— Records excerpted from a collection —

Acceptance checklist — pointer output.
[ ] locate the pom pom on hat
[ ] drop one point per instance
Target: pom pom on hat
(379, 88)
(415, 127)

— What you have to do —
Write out, word for word, the lines from the one containing "[ ] locate the pom pom on hat" through the end of the records, with no other lines.

— Solved problem —
[ ] locate the pom pom on hat
[ ] drop one point per instance
Target: pom pom on hat
(379, 88)
(415, 127)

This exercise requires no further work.